WORK REQUIRED :: The line with "Detect face mask." marks the start; write out that line and all following lines through the end of the listing, exactly.

_ _ _

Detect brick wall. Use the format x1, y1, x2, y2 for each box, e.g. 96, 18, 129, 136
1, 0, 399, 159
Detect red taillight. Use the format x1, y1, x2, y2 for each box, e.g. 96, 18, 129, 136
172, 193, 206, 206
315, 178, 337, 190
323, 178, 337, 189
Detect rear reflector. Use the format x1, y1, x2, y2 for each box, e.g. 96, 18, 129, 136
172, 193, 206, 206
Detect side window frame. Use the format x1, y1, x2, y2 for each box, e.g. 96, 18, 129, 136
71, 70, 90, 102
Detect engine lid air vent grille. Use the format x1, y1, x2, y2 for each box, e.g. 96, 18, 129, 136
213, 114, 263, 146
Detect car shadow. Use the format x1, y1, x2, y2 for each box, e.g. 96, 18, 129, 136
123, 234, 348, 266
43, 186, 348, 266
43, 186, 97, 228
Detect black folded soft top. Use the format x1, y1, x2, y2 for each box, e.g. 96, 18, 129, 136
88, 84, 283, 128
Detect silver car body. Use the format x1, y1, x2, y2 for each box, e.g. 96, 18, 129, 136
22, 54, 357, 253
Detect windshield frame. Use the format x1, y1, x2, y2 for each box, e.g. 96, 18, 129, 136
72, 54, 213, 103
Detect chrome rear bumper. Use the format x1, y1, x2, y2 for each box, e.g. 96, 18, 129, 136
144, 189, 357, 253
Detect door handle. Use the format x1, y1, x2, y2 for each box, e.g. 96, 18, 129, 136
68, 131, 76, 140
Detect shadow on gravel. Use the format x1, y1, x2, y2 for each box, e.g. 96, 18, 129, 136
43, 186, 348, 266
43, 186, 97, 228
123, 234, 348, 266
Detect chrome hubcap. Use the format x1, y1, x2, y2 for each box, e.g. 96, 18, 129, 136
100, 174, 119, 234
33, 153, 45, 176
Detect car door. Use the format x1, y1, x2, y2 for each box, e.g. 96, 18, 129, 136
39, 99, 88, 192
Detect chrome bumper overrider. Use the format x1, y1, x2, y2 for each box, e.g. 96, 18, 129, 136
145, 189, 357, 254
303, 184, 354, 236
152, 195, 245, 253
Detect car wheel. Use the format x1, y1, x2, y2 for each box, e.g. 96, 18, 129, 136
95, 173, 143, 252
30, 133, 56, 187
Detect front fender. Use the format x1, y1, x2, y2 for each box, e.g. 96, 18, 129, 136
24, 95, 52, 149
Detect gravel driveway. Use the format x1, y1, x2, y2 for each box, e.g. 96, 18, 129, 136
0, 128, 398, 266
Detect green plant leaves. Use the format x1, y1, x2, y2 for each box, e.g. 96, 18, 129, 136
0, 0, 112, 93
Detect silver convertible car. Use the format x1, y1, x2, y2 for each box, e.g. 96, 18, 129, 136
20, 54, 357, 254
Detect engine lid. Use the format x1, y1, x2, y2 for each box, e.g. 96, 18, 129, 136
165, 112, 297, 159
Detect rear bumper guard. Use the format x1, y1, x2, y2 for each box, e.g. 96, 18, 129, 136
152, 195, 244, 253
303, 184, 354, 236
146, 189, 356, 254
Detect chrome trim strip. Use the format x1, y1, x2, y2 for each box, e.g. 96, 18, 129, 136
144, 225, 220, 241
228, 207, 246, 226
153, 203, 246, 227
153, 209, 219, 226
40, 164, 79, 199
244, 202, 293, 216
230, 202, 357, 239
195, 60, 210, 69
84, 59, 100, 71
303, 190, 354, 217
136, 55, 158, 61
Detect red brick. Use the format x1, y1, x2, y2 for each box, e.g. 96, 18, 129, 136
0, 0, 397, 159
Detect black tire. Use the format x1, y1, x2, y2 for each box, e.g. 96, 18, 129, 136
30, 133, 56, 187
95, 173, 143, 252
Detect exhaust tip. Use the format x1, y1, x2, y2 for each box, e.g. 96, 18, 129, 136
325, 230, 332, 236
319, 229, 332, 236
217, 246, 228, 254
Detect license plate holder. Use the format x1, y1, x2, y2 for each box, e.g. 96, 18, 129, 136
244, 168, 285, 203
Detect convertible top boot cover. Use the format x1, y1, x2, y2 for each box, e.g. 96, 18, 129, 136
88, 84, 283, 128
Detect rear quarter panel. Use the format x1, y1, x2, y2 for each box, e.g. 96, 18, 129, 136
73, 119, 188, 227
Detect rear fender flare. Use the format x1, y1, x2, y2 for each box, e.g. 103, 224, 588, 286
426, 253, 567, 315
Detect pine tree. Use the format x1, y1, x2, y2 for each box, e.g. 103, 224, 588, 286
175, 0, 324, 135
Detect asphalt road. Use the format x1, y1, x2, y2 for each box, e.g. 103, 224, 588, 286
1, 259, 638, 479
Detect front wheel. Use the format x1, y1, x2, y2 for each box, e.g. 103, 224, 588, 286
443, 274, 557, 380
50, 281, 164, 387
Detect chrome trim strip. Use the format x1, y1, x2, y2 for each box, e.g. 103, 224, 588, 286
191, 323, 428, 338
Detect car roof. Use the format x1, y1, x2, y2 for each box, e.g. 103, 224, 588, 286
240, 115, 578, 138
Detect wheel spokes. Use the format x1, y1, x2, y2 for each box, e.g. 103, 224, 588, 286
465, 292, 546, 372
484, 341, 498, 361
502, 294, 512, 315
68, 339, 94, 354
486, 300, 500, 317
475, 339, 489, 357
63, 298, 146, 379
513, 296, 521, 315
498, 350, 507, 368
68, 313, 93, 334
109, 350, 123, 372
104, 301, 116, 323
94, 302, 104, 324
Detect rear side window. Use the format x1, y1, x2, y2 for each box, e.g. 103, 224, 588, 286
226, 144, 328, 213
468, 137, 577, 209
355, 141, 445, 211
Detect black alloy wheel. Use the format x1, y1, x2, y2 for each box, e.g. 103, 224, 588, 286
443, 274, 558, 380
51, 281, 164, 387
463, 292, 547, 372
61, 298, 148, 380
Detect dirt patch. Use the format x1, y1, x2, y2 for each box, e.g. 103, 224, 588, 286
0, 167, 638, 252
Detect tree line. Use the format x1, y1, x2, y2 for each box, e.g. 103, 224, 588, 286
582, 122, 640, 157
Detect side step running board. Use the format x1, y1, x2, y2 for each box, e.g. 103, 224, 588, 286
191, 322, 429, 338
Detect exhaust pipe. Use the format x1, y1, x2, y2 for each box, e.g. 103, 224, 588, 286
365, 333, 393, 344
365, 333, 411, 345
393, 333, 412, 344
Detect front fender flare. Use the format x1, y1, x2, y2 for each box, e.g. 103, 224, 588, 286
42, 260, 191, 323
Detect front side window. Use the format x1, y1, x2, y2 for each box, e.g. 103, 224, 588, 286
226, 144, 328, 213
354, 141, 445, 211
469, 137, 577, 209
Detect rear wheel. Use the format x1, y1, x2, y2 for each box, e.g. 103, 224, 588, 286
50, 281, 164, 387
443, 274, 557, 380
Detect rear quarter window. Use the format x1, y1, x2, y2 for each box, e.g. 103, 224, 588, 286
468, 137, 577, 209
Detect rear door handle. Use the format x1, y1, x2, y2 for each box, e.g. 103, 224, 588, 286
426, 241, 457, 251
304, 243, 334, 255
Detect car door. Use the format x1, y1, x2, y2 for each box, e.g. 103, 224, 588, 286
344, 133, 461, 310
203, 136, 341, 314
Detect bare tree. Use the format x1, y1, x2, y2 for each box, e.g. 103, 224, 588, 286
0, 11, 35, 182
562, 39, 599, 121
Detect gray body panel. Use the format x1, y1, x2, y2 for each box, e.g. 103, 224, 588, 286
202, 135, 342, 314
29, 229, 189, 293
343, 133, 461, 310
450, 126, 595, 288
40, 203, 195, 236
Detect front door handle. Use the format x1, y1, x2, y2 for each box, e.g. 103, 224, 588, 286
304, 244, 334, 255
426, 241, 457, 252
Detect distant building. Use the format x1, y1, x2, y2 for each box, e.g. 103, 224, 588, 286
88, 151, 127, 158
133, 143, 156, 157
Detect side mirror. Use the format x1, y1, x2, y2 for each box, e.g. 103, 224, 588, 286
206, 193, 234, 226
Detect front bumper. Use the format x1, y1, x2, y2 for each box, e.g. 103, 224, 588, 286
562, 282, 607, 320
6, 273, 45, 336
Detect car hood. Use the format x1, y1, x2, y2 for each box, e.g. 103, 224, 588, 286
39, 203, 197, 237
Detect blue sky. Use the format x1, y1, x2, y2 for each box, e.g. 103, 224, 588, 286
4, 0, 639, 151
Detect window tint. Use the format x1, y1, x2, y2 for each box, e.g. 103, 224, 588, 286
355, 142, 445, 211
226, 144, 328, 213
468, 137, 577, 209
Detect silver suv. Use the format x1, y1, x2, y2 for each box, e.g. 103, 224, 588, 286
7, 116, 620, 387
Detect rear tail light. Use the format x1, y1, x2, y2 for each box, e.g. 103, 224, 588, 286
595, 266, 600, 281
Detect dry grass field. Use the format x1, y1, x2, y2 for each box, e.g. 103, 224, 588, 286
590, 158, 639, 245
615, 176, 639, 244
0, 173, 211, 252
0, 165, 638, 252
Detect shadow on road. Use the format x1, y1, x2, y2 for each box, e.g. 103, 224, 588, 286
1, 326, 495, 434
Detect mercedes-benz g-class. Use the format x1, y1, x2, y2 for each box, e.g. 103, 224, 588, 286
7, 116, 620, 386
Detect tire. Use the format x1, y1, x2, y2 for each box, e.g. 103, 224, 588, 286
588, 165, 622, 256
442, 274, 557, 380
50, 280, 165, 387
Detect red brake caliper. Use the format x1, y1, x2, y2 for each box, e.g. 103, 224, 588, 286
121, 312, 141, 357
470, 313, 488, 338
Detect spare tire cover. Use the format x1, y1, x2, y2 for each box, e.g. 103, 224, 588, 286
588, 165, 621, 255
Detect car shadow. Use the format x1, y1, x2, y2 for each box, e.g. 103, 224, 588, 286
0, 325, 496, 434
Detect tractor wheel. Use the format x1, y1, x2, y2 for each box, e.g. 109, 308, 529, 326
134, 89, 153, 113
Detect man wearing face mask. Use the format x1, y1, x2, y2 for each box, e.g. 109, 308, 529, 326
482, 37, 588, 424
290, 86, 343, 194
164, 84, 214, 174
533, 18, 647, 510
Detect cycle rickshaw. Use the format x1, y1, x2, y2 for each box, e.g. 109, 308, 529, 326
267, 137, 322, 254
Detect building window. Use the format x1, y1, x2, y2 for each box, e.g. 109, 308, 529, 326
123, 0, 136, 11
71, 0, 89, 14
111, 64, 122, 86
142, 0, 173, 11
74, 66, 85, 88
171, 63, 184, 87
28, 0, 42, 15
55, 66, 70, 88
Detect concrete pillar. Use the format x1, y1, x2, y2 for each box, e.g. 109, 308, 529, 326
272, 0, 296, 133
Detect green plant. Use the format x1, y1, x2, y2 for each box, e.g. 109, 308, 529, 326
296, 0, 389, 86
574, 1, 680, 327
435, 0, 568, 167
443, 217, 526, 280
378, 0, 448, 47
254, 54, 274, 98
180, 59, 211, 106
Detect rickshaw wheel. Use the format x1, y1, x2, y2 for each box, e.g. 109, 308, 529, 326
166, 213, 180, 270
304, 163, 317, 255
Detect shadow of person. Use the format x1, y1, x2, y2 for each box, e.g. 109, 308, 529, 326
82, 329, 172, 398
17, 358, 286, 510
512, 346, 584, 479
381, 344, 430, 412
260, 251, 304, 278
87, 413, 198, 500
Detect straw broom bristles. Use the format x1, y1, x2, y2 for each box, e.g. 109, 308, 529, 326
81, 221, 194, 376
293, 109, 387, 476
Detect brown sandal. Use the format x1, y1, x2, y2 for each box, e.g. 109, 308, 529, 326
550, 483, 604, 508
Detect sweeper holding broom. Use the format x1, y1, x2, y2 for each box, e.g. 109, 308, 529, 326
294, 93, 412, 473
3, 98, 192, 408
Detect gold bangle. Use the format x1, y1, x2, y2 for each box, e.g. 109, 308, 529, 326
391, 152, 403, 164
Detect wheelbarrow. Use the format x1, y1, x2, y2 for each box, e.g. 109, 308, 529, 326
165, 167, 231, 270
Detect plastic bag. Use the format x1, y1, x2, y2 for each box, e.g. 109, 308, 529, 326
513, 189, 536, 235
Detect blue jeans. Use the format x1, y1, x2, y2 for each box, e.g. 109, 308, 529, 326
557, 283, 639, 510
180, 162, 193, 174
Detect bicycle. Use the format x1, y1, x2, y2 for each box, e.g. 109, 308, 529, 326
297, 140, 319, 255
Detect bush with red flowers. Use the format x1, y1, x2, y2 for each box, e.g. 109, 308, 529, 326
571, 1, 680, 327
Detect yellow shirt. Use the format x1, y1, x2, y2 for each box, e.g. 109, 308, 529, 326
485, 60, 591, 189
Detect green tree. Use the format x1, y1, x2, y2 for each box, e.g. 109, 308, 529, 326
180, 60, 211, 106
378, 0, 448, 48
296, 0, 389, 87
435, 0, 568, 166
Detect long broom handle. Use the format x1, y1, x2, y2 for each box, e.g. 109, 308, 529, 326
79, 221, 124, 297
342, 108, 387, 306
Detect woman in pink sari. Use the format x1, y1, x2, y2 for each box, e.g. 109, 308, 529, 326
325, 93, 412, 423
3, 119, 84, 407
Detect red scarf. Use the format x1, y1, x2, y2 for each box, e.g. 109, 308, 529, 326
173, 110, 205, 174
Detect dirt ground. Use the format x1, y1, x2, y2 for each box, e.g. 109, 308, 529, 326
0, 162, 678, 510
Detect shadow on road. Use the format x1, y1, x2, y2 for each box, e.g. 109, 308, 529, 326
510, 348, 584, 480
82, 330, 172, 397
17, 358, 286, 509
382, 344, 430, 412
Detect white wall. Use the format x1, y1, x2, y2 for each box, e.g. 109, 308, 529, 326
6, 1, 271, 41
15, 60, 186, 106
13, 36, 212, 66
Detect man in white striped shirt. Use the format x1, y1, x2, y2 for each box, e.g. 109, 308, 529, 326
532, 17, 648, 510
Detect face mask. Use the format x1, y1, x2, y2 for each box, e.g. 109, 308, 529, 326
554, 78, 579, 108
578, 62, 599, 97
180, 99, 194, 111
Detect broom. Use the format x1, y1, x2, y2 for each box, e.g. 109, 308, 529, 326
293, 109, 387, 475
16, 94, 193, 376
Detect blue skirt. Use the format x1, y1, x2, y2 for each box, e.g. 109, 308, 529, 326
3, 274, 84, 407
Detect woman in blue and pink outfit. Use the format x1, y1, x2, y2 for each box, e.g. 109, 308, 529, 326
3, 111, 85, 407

_ _ _

WRITTEN REPLY ::
Detect face mask. Use the format x1, y1, x2, y2 for each box, e.g. 109, 308, 529, 326
554, 78, 579, 108
578, 62, 599, 97
180, 99, 194, 111
Detect broom. Use the format x1, y1, x2, y2 for each box, e.g. 109, 308, 529, 326
293, 109, 387, 475
16, 94, 193, 376
Detect blue skirt. Use the format x1, y1, x2, y2 for each box, e.g. 109, 308, 529, 326
3, 274, 84, 407
Detect woman in blue and pink outfit. Use the format x1, y1, x2, y2 for each box, e.g. 109, 308, 529, 326
3, 111, 85, 407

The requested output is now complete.